→ WHAT YOU SHOULD DO:
Every line below must be copied as written, except for pictures.

(Image point grounding data)
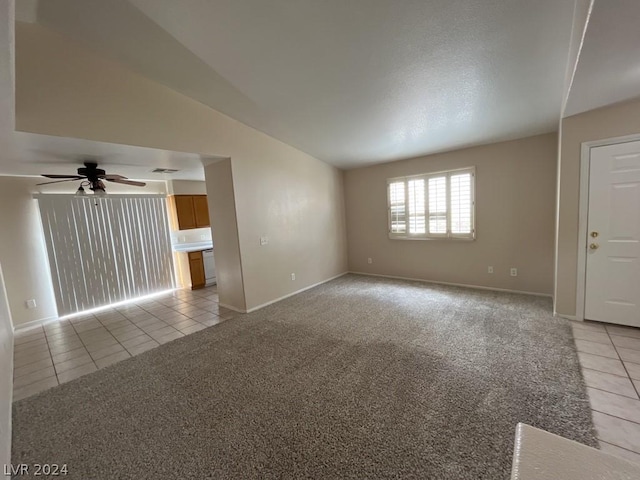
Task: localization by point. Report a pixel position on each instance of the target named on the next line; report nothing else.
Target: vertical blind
(104, 250)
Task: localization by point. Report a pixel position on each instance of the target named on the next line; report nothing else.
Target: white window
(432, 205)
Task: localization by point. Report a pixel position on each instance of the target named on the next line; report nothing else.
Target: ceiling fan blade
(60, 181)
(71, 177)
(123, 180)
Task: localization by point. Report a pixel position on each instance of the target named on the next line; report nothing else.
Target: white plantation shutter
(461, 203)
(397, 207)
(417, 218)
(104, 250)
(436, 205)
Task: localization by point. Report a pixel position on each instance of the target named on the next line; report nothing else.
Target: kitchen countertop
(192, 247)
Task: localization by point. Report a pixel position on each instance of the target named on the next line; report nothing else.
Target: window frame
(433, 236)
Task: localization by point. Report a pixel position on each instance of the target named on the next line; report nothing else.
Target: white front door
(612, 292)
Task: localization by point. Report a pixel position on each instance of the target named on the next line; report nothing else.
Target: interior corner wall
(600, 124)
(6, 374)
(226, 244)
(294, 199)
(515, 219)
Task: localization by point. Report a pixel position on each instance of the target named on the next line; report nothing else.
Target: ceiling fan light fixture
(98, 188)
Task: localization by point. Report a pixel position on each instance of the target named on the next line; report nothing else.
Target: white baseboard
(34, 324)
(231, 307)
(295, 293)
(476, 287)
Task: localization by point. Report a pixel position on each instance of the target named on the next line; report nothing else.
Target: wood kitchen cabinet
(191, 211)
(196, 267)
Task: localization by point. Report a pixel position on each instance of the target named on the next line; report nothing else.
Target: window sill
(437, 239)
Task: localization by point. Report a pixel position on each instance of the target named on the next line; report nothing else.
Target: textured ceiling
(609, 67)
(351, 83)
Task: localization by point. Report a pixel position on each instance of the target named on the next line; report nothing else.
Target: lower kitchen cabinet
(196, 267)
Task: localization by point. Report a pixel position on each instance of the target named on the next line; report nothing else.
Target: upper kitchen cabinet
(201, 210)
(191, 211)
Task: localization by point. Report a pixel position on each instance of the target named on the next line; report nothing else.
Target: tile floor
(58, 352)
(610, 359)
(61, 351)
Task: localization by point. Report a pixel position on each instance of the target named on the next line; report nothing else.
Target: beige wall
(6, 375)
(186, 187)
(608, 122)
(515, 198)
(222, 209)
(63, 89)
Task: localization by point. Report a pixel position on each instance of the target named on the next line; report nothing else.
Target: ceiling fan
(92, 177)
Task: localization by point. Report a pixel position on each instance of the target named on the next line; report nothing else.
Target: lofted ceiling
(360, 82)
(351, 83)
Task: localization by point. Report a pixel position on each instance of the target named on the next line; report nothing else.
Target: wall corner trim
(464, 285)
(309, 287)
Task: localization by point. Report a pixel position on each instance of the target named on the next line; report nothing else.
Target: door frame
(583, 215)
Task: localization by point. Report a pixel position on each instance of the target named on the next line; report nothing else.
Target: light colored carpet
(358, 378)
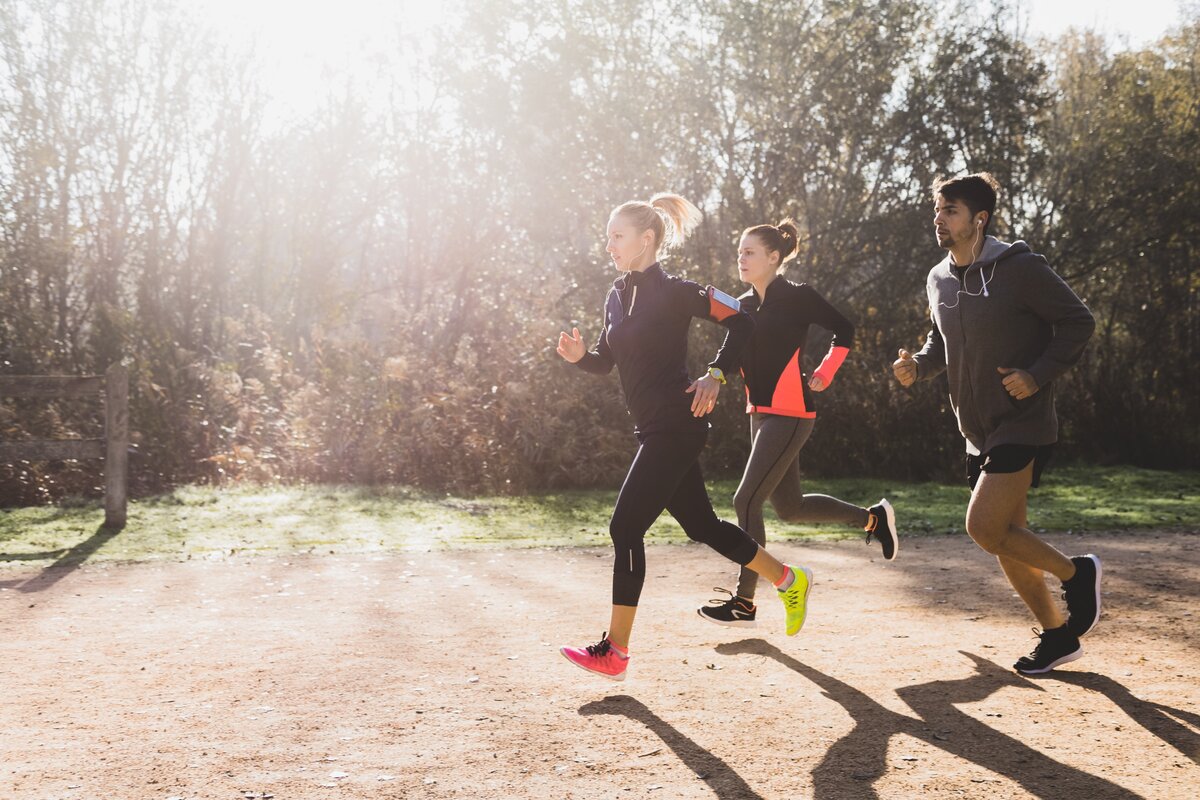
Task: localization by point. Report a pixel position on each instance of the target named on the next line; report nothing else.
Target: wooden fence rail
(114, 385)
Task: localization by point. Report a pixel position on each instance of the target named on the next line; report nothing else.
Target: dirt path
(436, 675)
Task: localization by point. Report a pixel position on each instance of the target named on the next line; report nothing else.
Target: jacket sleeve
(931, 358)
(1050, 298)
(820, 311)
(599, 359)
(712, 304)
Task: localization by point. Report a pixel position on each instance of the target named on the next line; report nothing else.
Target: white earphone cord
(964, 290)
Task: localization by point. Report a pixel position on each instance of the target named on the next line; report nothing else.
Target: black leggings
(665, 474)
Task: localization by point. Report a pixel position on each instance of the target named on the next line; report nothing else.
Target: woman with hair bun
(779, 401)
(645, 335)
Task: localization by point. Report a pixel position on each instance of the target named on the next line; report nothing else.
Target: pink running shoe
(599, 657)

→ RESULT FOR THIS TASK:
Task: localization by point. Report a pixel position on each instance of the target named on the next line; report nothing else.
Target: vertical blind
(104, 250)
Task: localization by point. Report a pixel position on each instance of the target named on the next line; report nothing else.
Target: white window
(432, 205)
Task: localization by point. Report a pixel position on each instance of the target named on the next line; report nothing else.
Target: ceiling fan blade
(60, 181)
(71, 177)
(123, 180)
Task: localization by point. Report a pixel position on each instance of the target named on the next line; report nothing else.
Target: white plantation shutter
(461, 203)
(397, 207)
(417, 218)
(104, 250)
(436, 205)
Task: localization by point. Report a pixel position on each instance of the target named on the next line; report nothing else.
Target: kitchen countertop
(192, 247)
Task: localization by point. Report a pixel position on each instance of the target named on the next line; report nothing else.
Target: window frame
(433, 236)
Task: localization by point. Report a pixel position on each instance of the target named on the next line; report nothing else.
Target: white front door
(612, 292)
Task: localization by point. Report a pixel position on each instance of the target named on the next line; report nothing else.
Target: interior corner wall
(600, 124)
(6, 374)
(226, 244)
(294, 199)
(515, 219)
Task: localization by point. Report a pixel position on each instance of the target named on the next line; report nothing else.
Target: ceiling fan light fixture
(98, 188)
Task: localization by point. Report a pixel position on each instance of the target named on the next line; report nothing else.
Target: white baseboard
(34, 324)
(231, 307)
(295, 293)
(476, 287)
Task: localization by point. Report a pixel position on each instance of the target named on the next line; report nothing else.
Target: wood kitchen cabinet
(191, 211)
(196, 267)
Task: localization by point. Report a pixel position on each instance of the target named on the next line; report nothing else.
Target: window sill
(437, 239)
Task: localization by point. Report a pixel position on each instance of the target named on the next line; report nothing else.
Target: textured ceiling
(609, 67)
(351, 83)
Task: localization by point. Report a pixel position on each instance of the target named on the next line; report nothing else.
Target: lower kitchen cabinet
(196, 267)
Task: localization by point. Report a pixel position on each instance of the target named on the next line; report nothing else.
Target: upper kitchen cabinet
(201, 210)
(191, 211)
Task: localization by point. Report a pixel position on each instance of the target named on the next line; report nothing else.
Target: tile floor
(58, 352)
(610, 359)
(61, 351)
Task: localization by point. Report a pixel position on each instance of the target named on the next line; report nothing else.
Target: beige wall
(6, 375)
(186, 187)
(608, 122)
(515, 198)
(222, 209)
(63, 89)
Task: localization by point. Report a pixel position on each instance of the target named on the next line; report nothing else.
Target: ceiling fan
(92, 177)
Task: localization by point. Report a pixel position on each instance of the target named on the next line; report nothing else.
Target: lofted ceiling
(360, 82)
(351, 83)
Task: localization by point. Report a pixel position on each instance of the target named on the next line; report nothing else.
Target: wall corner trim
(464, 285)
(309, 287)
Task: localization by point. Report a pixel position on each instance of the target named on the next line; report nothing else.
Target: door frame
(583, 215)
Task: localization by point. Report a pixel position on each instance of the target named on the next line; report nothing else.
Target: light colored carpet
(358, 378)
Task: localization by point. Report a pixel position on each instance of the target named on the next line; report nothing else.
Target: wooden fence rail
(114, 385)
Task: localization by point. Report a pixel position on each instance of the target named on the next line; report nothing else.
Target: dirt path
(436, 675)
Task: localization by point. Report a pixel position on each instance of the target named on the next line; report nothing else.
Target: jacket sleeve
(931, 358)
(1050, 298)
(820, 311)
(599, 359)
(712, 304)
Task: localization by point. Report a pixel position on each instance of the target named on the next line; report nothing else.
Target: white earphone cord
(964, 290)
Task: localization by point. Report a pixel position on each instance of the target named on the next line; report nothing else.
Target: black leggings
(665, 474)
Task: localization by point. Report a pixel position on each instance of the target named on the next line; report nothing else.
Target: woman with hair bun
(779, 401)
(645, 335)
Task: localization by point. Report a pixel position on each instance of the target named on the next line; report nothing else.
Target: pink running shoe
(599, 657)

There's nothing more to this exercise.